> About this task: Transcribe the material below line for line, without changing anything.

[Segmentation mask data]
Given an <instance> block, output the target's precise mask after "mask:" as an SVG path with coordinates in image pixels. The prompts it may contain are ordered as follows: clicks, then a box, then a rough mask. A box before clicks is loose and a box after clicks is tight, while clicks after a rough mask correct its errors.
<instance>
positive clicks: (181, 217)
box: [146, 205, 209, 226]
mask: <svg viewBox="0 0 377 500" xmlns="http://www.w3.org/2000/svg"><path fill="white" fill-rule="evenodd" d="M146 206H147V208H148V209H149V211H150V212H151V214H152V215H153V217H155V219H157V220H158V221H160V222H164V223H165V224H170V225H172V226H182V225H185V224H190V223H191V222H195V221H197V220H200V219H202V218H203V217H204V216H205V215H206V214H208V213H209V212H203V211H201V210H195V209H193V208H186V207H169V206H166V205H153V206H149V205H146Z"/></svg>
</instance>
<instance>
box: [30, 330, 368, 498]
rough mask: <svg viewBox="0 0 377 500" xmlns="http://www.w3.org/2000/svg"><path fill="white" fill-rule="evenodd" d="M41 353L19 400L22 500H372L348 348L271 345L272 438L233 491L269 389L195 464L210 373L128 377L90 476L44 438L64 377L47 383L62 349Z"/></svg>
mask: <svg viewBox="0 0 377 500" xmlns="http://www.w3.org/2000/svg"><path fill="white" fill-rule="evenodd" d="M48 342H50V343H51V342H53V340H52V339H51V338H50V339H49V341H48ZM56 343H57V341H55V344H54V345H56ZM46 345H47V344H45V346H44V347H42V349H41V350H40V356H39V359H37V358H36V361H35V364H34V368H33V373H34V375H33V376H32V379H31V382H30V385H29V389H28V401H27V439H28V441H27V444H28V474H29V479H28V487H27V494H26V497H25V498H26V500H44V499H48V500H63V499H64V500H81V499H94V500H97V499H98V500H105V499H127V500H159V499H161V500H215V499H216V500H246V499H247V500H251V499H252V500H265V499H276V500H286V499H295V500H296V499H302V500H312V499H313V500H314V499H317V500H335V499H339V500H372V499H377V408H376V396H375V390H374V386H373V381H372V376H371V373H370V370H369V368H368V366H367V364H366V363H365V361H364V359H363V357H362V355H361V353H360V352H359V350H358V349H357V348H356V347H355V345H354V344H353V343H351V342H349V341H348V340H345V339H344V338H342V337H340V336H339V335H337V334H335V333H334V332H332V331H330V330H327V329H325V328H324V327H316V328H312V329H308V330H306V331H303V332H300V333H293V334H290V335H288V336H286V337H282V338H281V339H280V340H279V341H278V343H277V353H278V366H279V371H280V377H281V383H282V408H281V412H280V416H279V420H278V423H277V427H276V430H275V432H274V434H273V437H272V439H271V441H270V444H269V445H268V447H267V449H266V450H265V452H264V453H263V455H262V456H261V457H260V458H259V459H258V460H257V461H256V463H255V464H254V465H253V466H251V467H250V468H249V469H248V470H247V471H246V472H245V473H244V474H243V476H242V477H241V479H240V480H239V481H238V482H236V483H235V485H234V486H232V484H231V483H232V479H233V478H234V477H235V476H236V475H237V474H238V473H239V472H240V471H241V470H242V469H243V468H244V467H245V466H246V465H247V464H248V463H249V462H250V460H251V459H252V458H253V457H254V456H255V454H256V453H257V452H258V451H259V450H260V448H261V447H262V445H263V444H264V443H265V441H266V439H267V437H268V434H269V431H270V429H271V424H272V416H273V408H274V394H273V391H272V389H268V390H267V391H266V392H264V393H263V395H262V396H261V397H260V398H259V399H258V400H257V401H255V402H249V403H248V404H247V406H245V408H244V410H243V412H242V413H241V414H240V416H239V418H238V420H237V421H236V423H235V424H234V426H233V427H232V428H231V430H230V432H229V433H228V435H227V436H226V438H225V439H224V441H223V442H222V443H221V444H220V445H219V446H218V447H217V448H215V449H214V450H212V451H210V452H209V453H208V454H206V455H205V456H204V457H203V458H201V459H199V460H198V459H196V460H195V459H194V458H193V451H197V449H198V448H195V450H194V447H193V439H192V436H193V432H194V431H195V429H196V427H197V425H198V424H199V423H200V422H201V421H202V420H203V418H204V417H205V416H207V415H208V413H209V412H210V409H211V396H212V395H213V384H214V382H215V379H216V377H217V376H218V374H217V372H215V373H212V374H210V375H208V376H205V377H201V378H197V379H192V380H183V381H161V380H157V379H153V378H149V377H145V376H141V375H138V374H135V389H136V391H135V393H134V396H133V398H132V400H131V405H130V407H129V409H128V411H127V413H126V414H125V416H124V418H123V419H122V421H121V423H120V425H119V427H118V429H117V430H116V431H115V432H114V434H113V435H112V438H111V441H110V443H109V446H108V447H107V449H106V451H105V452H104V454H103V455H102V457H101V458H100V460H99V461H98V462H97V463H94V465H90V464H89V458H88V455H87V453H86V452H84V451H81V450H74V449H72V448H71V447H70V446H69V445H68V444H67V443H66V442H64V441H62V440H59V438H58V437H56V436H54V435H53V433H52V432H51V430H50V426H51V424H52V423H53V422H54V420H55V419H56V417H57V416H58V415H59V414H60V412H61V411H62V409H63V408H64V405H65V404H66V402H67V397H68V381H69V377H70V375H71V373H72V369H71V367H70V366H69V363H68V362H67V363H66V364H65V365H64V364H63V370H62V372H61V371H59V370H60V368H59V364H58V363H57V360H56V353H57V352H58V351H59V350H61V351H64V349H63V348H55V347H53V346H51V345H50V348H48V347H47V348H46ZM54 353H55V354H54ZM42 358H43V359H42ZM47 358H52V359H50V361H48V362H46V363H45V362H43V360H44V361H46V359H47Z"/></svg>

> Answer:
Given an <instance> block, output the target's precise mask after "mask:" as an SVG path with coordinates in image pixels. The prompts it may contain are ordered as follows: clicks, then a box, then a rough mask. A box before clicks is loose and a box after clicks is tight, while clicks after a rough mask correct its errors.
<instance>
positive clicks: (181, 217)
box: [146, 205, 209, 226]
mask: <svg viewBox="0 0 377 500" xmlns="http://www.w3.org/2000/svg"><path fill="white" fill-rule="evenodd" d="M146 206H147V208H148V209H149V211H150V212H151V214H152V215H153V217H155V219H157V220H158V221H160V222H164V223H165V224H170V225H172V226H182V225H185V224H190V223H191V222H195V221H197V220H200V219H202V218H203V217H204V216H205V215H206V214H208V213H209V212H203V211H201V210H195V209H193V208H186V207H169V206H166V205H153V206H149V205H146Z"/></svg>
</instance>
<instance>
box: [30, 330, 368, 498]
rough mask: <svg viewBox="0 0 377 500" xmlns="http://www.w3.org/2000/svg"><path fill="white" fill-rule="evenodd" d="M41 353L19 400L22 500H372L348 348L271 345L272 438L233 491L269 389L195 464L210 373L128 377L90 476L44 438L64 377L47 383L62 349Z"/></svg>
mask: <svg viewBox="0 0 377 500" xmlns="http://www.w3.org/2000/svg"><path fill="white" fill-rule="evenodd" d="M48 342H50V343H51V342H53V340H52V339H51V338H50V339H49V341H48ZM56 343H57V341H55V344H54V345H56ZM46 345H47V344H45V346H44V347H42V349H41V350H40V356H39V359H37V358H36V361H35V364H34V368H33V373H34V375H33V376H32V379H31V382H30V385H29V389H28V401H27V439H28V441H27V444H28V474H29V479H28V487H27V494H26V497H25V498H26V500H44V499H48V500H63V499H64V500H81V499H94V500H97V499H98V500H105V499H127V500H159V499H161V500H215V499H216V500H246V499H247V500H251V499H252V500H265V499H276V500H286V499H295V500H296V499H302V500H312V499H313V500H314V499H317V500H335V499H339V500H372V499H377V408H376V396H375V390H374V386H373V381H372V376H371V373H370V370H369V368H368V366H367V364H366V363H365V361H364V359H363V357H362V355H361V353H360V352H359V350H358V349H357V348H356V347H355V345H354V344H353V343H351V342H349V341H348V340H345V339H344V338H342V337H340V336H339V335H337V334H335V333H334V332H332V331H330V330H327V329H325V328H324V327H316V328H312V329H308V330H306V331H303V332H300V333H293V334H290V335H288V336H286V337H282V338H281V339H280V340H279V341H278V343H277V353H278V366H279V371H280V377H281V383H282V408H281V412H280V416H279V420H278V423H277V427H276V430H275V432H274V434H273V437H272V439H271V441H270V444H269V445H268V447H267V449H266V450H265V452H264V453H263V455H262V456H261V457H260V458H259V459H258V460H257V461H256V463H255V464H254V465H253V466H251V467H250V468H249V469H248V470H247V471H246V472H245V473H244V474H243V476H242V477H241V479H240V480H239V481H238V482H236V483H235V485H234V486H232V484H231V483H232V479H233V478H234V477H235V476H236V475H237V474H238V473H239V472H240V471H241V470H242V469H243V468H244V467H245V466H246V465H247V464H248V463H249V462H250V460H251V459H252V458H253V457H254V456H255V454H256V453H257V452H258V451H259V450H260V448H261V447H262V445H263V444H264V443H265V441H266V439H267V437H268V434H269V431H270V429H271V424H272V416H273V408H274V394H273V391H272V389H268V390H267V391H266V392H264V393H263V395H262V396H261V397H260V398H259V399H258V400H257V401H255V402H249V403H248V404H247V406H245V408H244V410H243V412H242V413H241V414H240V416H239V418H238V420H237V421H236V423H235V424H234V426H233V427H232V428H231V430H230V432H229V433H228V435H227V436H226V438H225V439H224V441H223V442H222V443H221V444H220V445H219V446H218V447H217V448H215V449H214V450H212V451H210V452H209V453H208V454H206V455H205V456H204V457H203V458H201V459H199V460H198V459H196V460H195V459H194V458H193V451H197V449H198V448H195V450H194V447H193V439H192V436H193V432H194V431H195V429H196V427H197V425H198V424H199V423H200V422H201V421H202V420H203V418H204V417H205V416H207V415H208V413H209V412H210V409H211V396H212V395H213V384H214V382H215V379H216V377H217V376H218V374H217V372H215V373H212V374H210V375H208V376H205V377H201V378H197V379H192V380H183V381H161V380H157V379H153V378H149V377H145V376H141V375H138V374H135V389H136V391H135V393H134V396H133V398H132V400H131V405H130V407H129V409H128V411H127V413H126V414H125V416H124V418H123V419H122V421H121V423H120V425H119V427H118V429H117V430H116V431H115V432H114V434H113V435H112V438H111V441H110V443H109V446H108V447H107V449H106V451H105V452H104V454H103V455H102V457H101V458H100V460H99V461H98V462H97V463H94V465H90V464H89V458H88V455H87V453H86V452H84V451H81V450H74V449H72V448H71V447H70V446H69V445H68V444H67V443H66V442H64V441H62V440H59V438H58V437H56V436H54V435H53V433H52V432H51V430H50V426H51V424H52V423H53V422H54V420H55V419H56V417H57V416H58V415H59V414H60V412H61V411H62V409H63V408H64V405H65V404H66V402H67V397H68V381H69V377H70V375H71V373H72V369H71V367H70V366H69V363H68V362H67V363H66V364H65V365H64V364H63V370H62V372H61V371H59V370H60V368H59V364H58V363H57V360H56V353H57V352H58V351H59V350H61V351H64V349H63V348H55V347H53V346H51V345H50V348H48V347H47V348H46ZM54 353H55V354H54ZM42 358H43V359H42ZM47 358H52V359H50V361H48V362H46V363H45V362H43V360H44V361H46V359H47Z"/></svg>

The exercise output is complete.